**TASK OBJECTIVE**
Update the items, starting with the line that contains "Plain rules. Mark every instance of the tall grass" and going on through the line that contains "x=865 y=478": can you write those lines out again with "conifer" in place of "evergreen tree" and everything else unchanged?

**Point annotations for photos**
--------------------
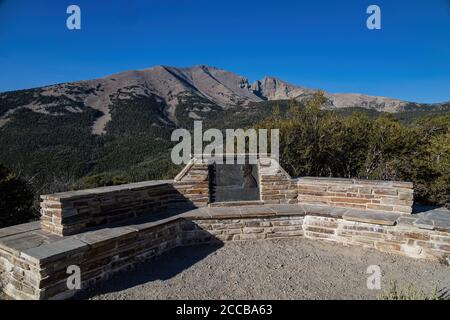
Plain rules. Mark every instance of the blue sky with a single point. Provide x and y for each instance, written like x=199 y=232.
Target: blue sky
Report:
x=318 y=44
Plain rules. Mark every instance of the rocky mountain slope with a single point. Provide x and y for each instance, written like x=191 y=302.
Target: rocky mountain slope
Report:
x=197 y=90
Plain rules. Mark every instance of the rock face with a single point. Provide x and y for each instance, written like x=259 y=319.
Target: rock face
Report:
x=172 y=86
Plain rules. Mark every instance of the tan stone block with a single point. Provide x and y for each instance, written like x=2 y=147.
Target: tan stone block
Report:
x=379 y=207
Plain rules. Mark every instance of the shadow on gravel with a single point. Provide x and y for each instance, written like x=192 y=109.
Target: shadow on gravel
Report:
x=163 y=267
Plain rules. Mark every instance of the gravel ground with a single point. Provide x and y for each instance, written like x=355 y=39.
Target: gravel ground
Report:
x=279 y=269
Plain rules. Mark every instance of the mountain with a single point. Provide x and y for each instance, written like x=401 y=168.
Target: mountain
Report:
x=118 y=128
x=196 y=90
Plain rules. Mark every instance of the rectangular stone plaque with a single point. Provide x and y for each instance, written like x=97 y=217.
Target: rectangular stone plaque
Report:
x=234 y=182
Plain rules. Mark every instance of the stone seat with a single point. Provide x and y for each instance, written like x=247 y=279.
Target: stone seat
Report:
x=33 y=262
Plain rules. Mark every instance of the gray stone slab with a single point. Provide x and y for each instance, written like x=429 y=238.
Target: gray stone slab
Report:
x=21 y=228
x=55 y=250
x=373 y=217
x=103 y=190
x=321 y=180
x=256 y=211
x=422 y=223
x=100 y=236
x=324 y=210
x=23 y=241
x=405 y=220
x=152 y=222
x=230 y=212
x=199 y=213
x=287 y=209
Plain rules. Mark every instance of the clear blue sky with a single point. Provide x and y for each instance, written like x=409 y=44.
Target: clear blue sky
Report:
x=318 y=44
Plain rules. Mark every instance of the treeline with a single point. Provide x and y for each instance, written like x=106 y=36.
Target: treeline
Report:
x=331 y=144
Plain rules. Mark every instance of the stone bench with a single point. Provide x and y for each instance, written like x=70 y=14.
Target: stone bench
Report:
x=394 y=196
x=34 y=262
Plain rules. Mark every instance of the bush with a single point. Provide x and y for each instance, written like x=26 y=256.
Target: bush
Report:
x=314 y=142
x=16 y=199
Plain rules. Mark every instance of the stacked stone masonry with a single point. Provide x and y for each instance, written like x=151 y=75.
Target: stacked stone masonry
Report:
x=34 y=264
x=107 y=230
x=390 y=196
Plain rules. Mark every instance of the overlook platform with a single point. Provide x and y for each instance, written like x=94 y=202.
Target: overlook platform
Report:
x=36 y=261
x=108 y=230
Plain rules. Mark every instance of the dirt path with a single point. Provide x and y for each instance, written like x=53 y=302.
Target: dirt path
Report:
x=281 y=269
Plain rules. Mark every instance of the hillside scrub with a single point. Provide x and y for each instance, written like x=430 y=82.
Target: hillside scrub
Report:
x=321 y=143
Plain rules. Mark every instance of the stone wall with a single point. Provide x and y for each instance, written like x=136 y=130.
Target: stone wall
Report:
x=277 y=187
x=192 y=185
x=390 y=196
x=75 y=211
x=41 y=272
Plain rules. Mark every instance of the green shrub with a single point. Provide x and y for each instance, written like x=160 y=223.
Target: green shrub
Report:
x=16 y=199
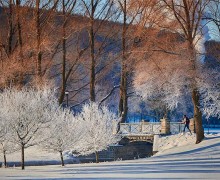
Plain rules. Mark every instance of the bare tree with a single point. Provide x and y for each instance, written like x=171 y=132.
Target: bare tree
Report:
x=188 y=14
x=27 y=112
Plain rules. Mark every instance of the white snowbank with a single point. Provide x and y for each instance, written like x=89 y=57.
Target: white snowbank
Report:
x=179 y=158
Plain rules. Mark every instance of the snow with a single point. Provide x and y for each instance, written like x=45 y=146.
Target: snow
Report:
x=185 y=160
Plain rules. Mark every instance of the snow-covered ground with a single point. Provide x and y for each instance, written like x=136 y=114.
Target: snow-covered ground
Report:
x=179 y=158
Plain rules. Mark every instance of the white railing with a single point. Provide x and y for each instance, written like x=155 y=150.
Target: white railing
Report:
x=140 y=128
x=149 y=128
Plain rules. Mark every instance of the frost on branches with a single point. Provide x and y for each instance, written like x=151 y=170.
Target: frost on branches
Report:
x=210 y=92
x=64 y=132
x=99 y=127
x=28 y=113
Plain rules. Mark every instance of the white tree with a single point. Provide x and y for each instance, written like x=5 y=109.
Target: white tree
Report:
x=4 y=144
x=99 y=128
x=210 y=93
x=64 y=132
x=28 y=112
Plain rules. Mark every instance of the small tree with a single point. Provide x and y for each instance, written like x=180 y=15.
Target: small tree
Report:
x=64 y=132
x=98 y=129
x=27 y=112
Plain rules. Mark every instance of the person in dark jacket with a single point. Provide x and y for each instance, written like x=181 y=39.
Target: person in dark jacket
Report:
x=186 y=121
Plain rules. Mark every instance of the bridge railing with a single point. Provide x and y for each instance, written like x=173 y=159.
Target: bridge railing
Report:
x=163 y=127
x=140 y=128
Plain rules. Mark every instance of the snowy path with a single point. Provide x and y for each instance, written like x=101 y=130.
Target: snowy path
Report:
x=185 y=162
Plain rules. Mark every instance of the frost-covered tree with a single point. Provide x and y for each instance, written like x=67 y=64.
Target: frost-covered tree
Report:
x=211 y=93
x=28 y=112
x=98 y=126
x=3 y=139
x=64 y=133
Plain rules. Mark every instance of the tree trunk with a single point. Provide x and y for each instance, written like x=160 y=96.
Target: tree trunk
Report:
x=61 y=157
x=38 y=48
x=195 y=94
x=63 y=88
x=5 y=161
x=22 y=157
x=197 y=117
x=123 y=100
x=11 y=32
x=96 y=157
x=92 y=54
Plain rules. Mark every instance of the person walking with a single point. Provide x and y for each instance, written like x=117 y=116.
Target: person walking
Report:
x=186 y=121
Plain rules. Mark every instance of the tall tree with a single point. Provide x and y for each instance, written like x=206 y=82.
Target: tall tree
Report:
x=188 y=14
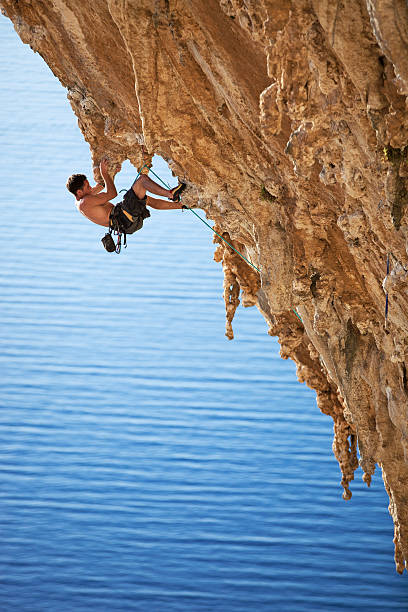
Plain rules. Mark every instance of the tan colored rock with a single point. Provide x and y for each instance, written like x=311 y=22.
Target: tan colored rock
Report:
x=289 y=120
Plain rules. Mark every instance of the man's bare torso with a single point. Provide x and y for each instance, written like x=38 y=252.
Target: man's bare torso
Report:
x=94 y=211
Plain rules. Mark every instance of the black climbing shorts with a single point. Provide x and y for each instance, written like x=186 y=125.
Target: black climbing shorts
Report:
x=135 y=208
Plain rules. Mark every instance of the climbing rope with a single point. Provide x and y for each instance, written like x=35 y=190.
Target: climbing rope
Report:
x=209 y=226
x=386 y=295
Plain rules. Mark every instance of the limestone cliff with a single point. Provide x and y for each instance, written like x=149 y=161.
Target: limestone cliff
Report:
x=289 y=121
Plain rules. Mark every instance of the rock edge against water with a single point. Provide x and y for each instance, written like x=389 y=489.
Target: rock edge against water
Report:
x=289 y=121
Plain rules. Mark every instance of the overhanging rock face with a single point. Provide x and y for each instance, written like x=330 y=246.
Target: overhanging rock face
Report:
x=289 y=121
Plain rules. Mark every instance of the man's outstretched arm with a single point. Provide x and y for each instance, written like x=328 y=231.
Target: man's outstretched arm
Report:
x=104 y=196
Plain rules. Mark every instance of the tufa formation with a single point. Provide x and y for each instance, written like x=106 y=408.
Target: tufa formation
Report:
x=288 y=118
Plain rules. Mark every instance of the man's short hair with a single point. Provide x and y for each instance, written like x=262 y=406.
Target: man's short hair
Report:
x=75 y=182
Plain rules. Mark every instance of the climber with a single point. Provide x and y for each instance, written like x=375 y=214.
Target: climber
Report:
x=127 y=216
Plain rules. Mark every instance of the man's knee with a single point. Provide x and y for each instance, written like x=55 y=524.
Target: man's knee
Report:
x=139 y=186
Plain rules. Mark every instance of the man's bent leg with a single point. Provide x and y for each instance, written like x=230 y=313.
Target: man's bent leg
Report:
x=144 y=183
x=163 y=204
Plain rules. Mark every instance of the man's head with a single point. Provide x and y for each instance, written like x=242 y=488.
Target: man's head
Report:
x=78 y=184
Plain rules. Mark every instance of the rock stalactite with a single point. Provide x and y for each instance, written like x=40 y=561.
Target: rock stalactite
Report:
x=289 y=121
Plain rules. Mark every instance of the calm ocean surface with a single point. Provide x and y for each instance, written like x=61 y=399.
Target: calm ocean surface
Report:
x=147 y=463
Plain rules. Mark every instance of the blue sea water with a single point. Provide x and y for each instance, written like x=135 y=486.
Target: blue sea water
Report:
x=147 y=463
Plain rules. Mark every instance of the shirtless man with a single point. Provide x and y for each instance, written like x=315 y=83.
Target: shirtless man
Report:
x=95 y=204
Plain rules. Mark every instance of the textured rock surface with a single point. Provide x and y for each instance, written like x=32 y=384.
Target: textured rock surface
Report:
x=289 y=120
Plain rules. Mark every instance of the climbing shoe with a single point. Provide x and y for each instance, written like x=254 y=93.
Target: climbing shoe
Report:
x=178 y=191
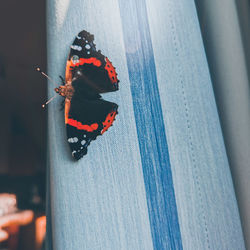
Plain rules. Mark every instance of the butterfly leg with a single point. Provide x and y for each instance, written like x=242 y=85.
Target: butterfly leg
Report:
x=62 y=104
x=62 y=80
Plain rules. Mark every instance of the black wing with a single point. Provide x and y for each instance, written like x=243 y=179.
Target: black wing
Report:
x=90 y=65
x=88 y=117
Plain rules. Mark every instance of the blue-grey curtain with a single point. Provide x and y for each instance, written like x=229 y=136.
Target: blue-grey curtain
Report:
x=159 y=178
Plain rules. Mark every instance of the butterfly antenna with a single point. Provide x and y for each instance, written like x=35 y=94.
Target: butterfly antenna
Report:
x=50 y=100
x=44 y=74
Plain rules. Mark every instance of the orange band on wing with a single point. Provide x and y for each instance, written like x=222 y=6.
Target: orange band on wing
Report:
x=111 y=71
x=90 y=60
x=79 y=125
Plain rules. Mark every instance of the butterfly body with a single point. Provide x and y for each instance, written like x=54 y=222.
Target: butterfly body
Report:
x=88 y=74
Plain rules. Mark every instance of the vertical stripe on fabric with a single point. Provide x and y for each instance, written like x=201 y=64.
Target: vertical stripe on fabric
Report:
x=150 y=126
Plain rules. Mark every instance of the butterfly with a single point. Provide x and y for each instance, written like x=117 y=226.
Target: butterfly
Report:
x=88 y=74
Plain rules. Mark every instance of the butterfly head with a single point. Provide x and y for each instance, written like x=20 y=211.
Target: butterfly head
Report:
x=66 y=91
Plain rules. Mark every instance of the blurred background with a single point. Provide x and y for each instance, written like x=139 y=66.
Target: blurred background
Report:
x=23 y=124
x=225 y=29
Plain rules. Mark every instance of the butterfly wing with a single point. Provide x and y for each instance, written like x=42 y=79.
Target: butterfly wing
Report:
x=86 y=117
x=86 y=62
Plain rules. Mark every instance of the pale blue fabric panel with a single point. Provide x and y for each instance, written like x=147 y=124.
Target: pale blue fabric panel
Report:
x=98 y=202
x=207 y=208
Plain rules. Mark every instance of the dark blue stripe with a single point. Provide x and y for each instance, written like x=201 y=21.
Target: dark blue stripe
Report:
x=150 y=126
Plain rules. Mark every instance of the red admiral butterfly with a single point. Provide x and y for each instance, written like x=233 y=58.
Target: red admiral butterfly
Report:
x=88 y=74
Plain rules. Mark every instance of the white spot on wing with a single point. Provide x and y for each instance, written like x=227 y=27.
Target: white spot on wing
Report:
x=73 y=140
x=76 y=47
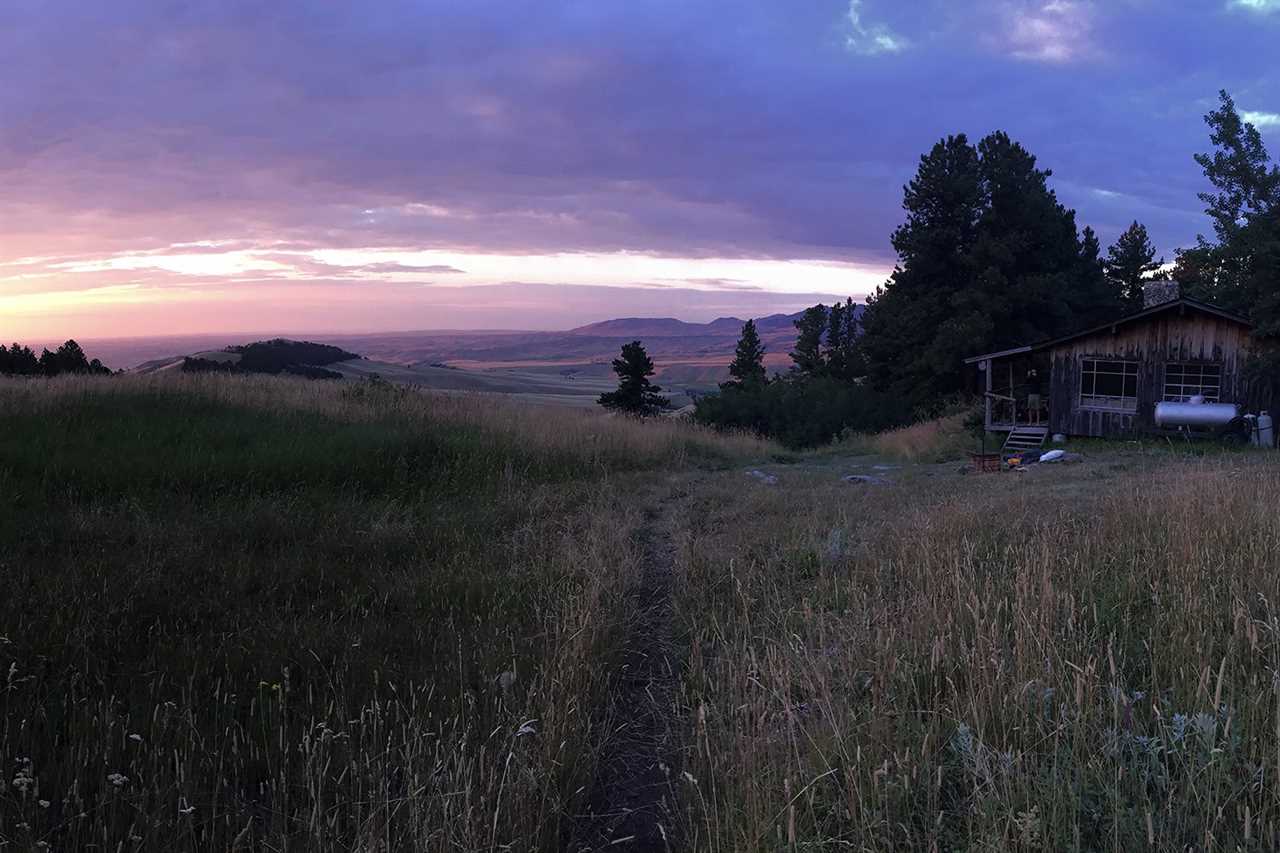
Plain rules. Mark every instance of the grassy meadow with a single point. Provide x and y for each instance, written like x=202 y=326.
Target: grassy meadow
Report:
x=269 y=614
x=275 y=614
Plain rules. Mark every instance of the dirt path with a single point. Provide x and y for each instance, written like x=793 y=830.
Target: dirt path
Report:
x=632 y=799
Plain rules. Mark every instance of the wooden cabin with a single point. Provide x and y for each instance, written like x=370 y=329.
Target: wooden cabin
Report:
x=1106 y=381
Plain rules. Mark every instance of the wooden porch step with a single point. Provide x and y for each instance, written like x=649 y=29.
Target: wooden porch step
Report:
x=1024 y=438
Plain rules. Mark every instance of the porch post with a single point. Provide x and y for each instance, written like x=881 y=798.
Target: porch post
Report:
x=986 y=400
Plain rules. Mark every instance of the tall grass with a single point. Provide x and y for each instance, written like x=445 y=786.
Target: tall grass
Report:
x=273 y=614
x=981 y=666
x=929 y=441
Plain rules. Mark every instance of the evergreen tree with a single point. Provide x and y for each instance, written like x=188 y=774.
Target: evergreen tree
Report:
x=1129 y=264
x=942 y=203
x=748 y=366
x=808 y=355
x=18 y=360
x=635 y=393
x=988 y=258
x=1240 y=269
x=842 y=354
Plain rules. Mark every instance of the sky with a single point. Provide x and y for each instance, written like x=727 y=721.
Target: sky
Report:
x=181 y=167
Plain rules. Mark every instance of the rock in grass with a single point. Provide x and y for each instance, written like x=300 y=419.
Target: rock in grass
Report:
x=865 y=478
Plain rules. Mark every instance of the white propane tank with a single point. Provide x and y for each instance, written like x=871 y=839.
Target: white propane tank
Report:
x=1266 y=430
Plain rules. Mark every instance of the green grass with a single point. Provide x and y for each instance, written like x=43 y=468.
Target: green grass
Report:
x=283 y=612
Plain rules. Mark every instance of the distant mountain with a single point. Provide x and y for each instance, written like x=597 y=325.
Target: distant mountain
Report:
x=694 y=355
x=658 y=328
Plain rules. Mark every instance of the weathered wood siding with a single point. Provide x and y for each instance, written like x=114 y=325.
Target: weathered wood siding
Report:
x=1173 y=337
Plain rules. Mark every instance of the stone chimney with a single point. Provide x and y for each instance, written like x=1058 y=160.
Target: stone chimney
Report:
x=1159 y=292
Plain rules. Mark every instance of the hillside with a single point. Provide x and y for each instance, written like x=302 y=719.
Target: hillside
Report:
x=257 y=612
x=568 y=366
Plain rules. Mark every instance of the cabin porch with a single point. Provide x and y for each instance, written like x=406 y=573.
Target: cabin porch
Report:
x=1015 y=388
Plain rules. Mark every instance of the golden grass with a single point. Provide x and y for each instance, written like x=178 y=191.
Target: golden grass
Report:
x=592 y=434
x=936 y=441
x=277 y=614
x=993 y=664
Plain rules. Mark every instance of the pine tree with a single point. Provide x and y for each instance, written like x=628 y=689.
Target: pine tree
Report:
x=844 y=356
x=1239 y=269
x=1235 y=270
x=635 y=395
x=808 y=356
x=1129 y=264
x=748 y=366
x=988 y=258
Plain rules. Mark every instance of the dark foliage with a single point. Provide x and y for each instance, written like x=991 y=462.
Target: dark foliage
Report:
x=988 y=258
x=1240 y=268
x=635 y=393
x=69 y=357
x=821 y=397
x=295 y=357
x=1129 y=264
x=279 y=355
x=748 y=366
x=807 y=354
x=801 y=411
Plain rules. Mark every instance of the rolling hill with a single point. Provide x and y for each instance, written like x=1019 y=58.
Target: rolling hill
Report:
x=570 y=368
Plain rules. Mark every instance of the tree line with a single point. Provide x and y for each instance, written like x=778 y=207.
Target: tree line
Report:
x=22 y=361
x=990 y=259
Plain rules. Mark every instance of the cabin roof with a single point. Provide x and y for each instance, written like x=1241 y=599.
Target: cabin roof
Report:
x=1182 y=304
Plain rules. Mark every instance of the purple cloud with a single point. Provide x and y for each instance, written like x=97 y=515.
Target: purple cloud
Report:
x=695 y=129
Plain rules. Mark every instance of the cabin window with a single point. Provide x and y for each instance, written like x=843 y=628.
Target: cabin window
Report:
x=1109 y=384
x=1185 y=381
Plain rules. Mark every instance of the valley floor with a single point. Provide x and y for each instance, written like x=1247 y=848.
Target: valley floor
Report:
x=269 y=614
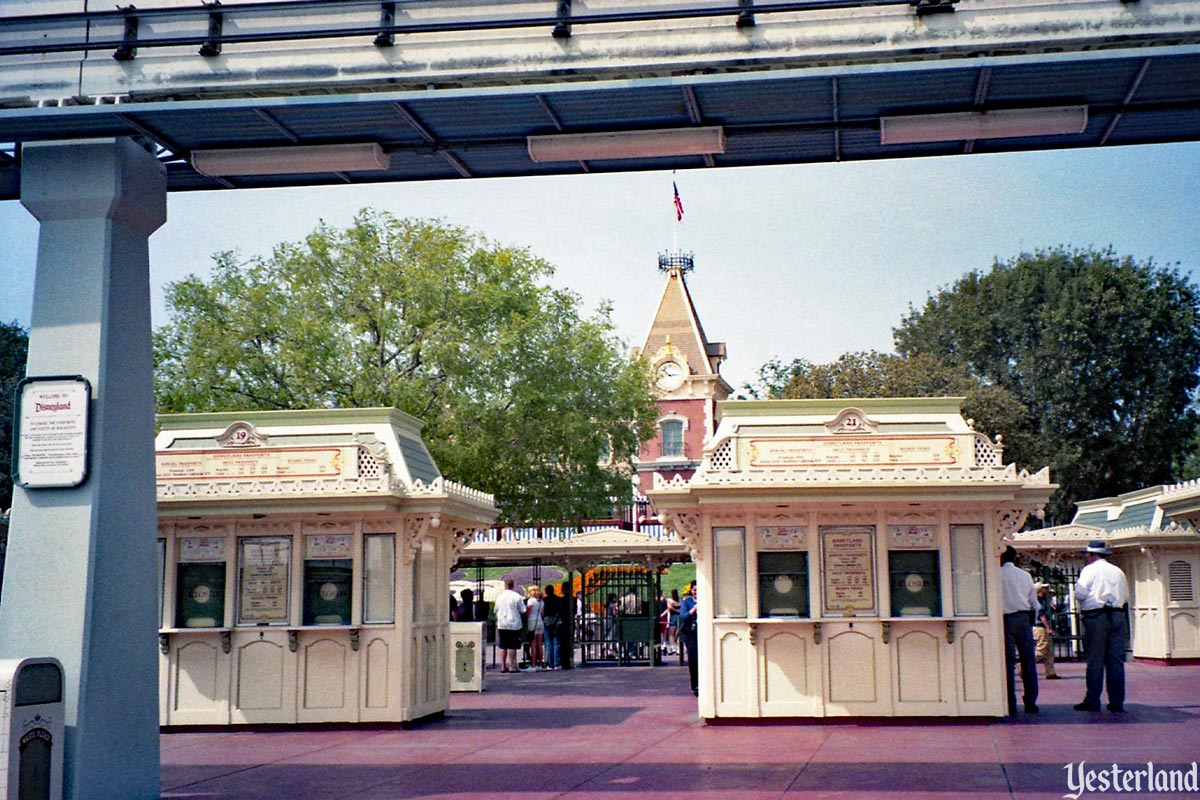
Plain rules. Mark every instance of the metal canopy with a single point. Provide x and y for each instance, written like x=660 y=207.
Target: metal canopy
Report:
x=803 y=114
--------------------
**WRITTEN RESPONSE**
Plain rules. Mark every instance of the tall grass with a single point. Provide x and y for each instance, written like x=445 y=786.
Target: tall grass
Report:
x=273 y=614
x=981 y=666
x=929 y=441
Plain rules. Mark every instance of the conifer with a single point. Provide x and y for each instance, written like x=188 y=774.
Target: conifer
Report:
x=1129 y=264
x=942 y=203
x=748 y=366
x=808 y=355
x=18 y=360
x=635 y=393
x=988 y=258
x=1240 y=269
x=842 y=354
Plain rules. Mark every instance of the sky with a single point. Provide x and y for each instance, written like x=727 y=721.
Target: sky
Report:
x=181 y=167
Plain rules. Mark every instance of the rock in grass with a single point. Provide x and y for each instance, written like x=300 y=419.
Target: rock in grass
Report:
x=865 y=478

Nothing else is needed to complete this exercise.